[INSTRUCTION] Take the line that has "of the peach" in it and every line after it to the end of the entries, and reproduce them exactly.

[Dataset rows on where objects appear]
------------------------------------------------------------

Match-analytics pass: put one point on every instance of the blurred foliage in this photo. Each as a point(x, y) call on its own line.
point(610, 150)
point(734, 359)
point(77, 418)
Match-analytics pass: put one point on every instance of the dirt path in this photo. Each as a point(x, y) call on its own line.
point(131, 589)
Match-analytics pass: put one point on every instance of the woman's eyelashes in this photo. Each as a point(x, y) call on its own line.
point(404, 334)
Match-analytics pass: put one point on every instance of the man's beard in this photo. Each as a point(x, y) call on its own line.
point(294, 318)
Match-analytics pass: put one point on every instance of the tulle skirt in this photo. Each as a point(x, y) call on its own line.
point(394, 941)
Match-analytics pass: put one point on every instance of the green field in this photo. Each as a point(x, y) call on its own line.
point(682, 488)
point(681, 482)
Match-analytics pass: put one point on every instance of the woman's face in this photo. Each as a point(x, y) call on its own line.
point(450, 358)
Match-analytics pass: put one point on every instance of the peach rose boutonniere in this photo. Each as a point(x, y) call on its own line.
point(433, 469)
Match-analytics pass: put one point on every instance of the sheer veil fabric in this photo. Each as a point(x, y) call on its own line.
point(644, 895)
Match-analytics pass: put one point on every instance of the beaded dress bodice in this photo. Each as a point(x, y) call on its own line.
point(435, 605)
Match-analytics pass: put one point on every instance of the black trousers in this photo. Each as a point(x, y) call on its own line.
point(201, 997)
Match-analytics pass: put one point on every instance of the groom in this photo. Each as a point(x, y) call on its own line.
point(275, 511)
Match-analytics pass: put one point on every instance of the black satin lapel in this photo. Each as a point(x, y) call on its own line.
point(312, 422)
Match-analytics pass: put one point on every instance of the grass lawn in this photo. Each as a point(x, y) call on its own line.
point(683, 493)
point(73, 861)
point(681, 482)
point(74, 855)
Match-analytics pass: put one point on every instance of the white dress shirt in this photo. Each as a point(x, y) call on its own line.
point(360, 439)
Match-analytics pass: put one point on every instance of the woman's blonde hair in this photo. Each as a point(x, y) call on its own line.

------------------------------------------------------------

[RIGHT ANSWER]
Match-analytics pass: put one point on every instance of the peach rose boutonniere in this photo. Each as a point(x, y) call on its own line.
point(433, 469)
Match-analytics pass: put one point on every instance of the sheer veil fabric in this photo. Each as a point(x, y) call on its own line.
point(644, 895)
Match-analytics pass: put one point on every instance of the beaded dress bodice in this photo. Each as a point(x, y) call on its own line.
point(435, 605)
Match-analytics pass: put one point on every instance of the black trousers in this photo. Each as a point(x, y) call on its own line.
point(201, 997)
Match-analytics pass: put one point on every instance of the groom in this photo. Each as a point(x, y) call on its own line.
point(275, 511)
Match-analytics pass: put one point on every instance of the black satin lapel in this photo. Each as a point(x, y) call on its own line.
point(312, 422)
Match-analytics pass: put one point on every instance of the grass lawn in this photo. Each as a point(x, y) call on its own line.
point(683, 493)
point(73, 861)
point(681, 482)
point(74, 855)
Match-analytics pass: put one point on every instance of the white dress shirt in this photo. Each as a point(x, y) call on its own line.
point(360, 439)
Match-analytics pass: put one point on every instance of the woman's blonde hair in this photo. Each as a point(x, y) call on its own line.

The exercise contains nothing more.